English composer and conductor (born 1945)

Sir John Milford Rutter (born 24 September 1945) is an English composer, conductor, editor, arranger, and record producer, mainly of choral music. He founded the Cambridge Singers who premiered and recorded many of his works for his own label Collegium Records. His compositions, extended pieces for choir and orchestra, such as Requiem and Magnificat, and many choral works including For the beauty of the earth, Christmas Carol and A Clare Benediction, are popular, especially in the UK and the United States. He is known for Christmas carols, in both arrangements of traditional melodies and new compositions, and Carols for Choirs anthology series compiled with David Willcocks.

== Biography ==
Born in London on 24 September 1945, the son of an industrial chemist and his wife, Rutter grew up living over the Globe pub on London's Marylebone Road. He was educated at Highgate School, where fellow pupils included John Tavener, Howard Shelley, Brian Chapple and Nicholas Snowman. As a chorister there, Rutter took part in the first (1963) recording of Benjamin Britten's War Requiem under the composer's baton. He then read music at Clare College, Cambridge, where he was a member of the choir. Whilst an undergraduate, he had his first compositions published, including the "Shepherd's Pipe Carol". He served as director of music at Clare College from 1975 to 1979, and led the choir to international prominence.

» **ACTIONS TO TAKE**:
1. In the John Rutter biography, substitute "Cambridge Chorale" for "Cambridge Singers" and give everything from "English composer and" down to "with David Willcocks.".
2. Answer these questions from the John Rutter biography:
(a) Where did Rutter live while growing up?
(b) With whom did he compile the Carols for Choirs anthology series?
(c) During which years was he director of music at Clare College?
3. Write the next part of the John Rutter biography, starting after its last sentence.
The listing that comes next is separate material with no connection to the John Rutter biography.

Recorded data

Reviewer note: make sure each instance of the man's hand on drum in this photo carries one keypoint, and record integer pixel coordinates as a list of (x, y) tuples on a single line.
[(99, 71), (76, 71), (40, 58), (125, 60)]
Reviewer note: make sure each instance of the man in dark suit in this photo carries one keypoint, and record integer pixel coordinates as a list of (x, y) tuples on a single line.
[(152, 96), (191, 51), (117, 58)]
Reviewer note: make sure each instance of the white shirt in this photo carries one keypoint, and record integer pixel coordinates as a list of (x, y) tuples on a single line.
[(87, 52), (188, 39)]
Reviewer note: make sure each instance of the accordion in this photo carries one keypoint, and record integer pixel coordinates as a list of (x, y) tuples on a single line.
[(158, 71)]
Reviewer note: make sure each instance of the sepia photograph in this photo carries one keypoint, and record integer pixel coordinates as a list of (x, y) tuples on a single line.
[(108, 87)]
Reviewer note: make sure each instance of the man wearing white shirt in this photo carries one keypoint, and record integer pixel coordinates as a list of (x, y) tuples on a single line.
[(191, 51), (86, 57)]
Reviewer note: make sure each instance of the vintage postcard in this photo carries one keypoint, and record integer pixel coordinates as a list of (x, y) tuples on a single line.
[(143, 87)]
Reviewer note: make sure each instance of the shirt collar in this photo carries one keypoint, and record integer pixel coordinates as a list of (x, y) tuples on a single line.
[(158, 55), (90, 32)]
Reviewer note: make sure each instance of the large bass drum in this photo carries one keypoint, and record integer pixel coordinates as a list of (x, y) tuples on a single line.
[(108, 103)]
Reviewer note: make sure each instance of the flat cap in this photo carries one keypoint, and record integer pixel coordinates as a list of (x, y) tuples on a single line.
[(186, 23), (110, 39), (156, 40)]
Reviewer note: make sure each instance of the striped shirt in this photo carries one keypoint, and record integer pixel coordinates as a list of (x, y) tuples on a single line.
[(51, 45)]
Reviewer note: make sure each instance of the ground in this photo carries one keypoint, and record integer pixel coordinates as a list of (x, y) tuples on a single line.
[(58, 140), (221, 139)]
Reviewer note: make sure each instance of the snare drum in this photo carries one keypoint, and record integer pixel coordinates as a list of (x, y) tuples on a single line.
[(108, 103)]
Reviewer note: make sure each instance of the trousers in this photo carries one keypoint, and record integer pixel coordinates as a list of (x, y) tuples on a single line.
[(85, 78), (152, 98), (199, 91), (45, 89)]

» **EXERCISE ANSWERS**:
1.
English composer and conductor (born 1945)

Sir John Milford Rutter (born 24 September 1945) is an English composer, conductor, editor, arranger, and record producer, mainly of choral music. He founded the Cambridge Chorale who premiered and recorded many of his works for his own label Collegium Records. His compositions, extended pieces for choir and orchestra, such as Requiem and Magnificat, and many choral works including For the beauty of the earth, Christmas Carol and A Clare Benediction, are popular, especially in the UK and the United States. He is known for Christmas carols, in both arrangements of traditional melodies and new compositions, and Carols for Choirs anthology series compiled with David Willcocks.

2.
(a) Over the Globe pub on London's Marylebone Road.
(b) David Willcocks.
(c) From 1975 to 1979.

3.
In 1981, Rutter founded his own choir, the Cambridge Singers, which he has conducted, and with which he has made many recordings of sacred choral repertoire (including his own works), particularly under his own label Collegium Records.

From 1985 to 1992, Rutter suffered severely from myalgic encephalomyelitis (ME, or chronic fatigue syndrome), which restricted his output; after 1985, he stopped writing music on commission, as he was unable to guarantee meeting deadlines.

Rutter also works as an arranger and editor. As a young man, he collaborated with Sir David Willcocks on five volumes of the extraordinarily successful Carols for Choirs anthology series.

He was inducted as a National Patron of Delta Omicron, an international professional music fraternity in 1985. Rutter is also a Vice-President of the Joyful Company of Singers, President of The Bach Choir, and President of the Association of British Choral Directors (ABCD).

Rutter resides at Hemingford Abbots in Cambridgeshire.

== Work ==

Rutter's compositions are chiefly choral, and include many Christmas carols, anthems and psalms, as well as extended works with orchestra such as the Gloria (1977), the Requiem (1985), the Magnificat (1990), and Mass of the Children (2003).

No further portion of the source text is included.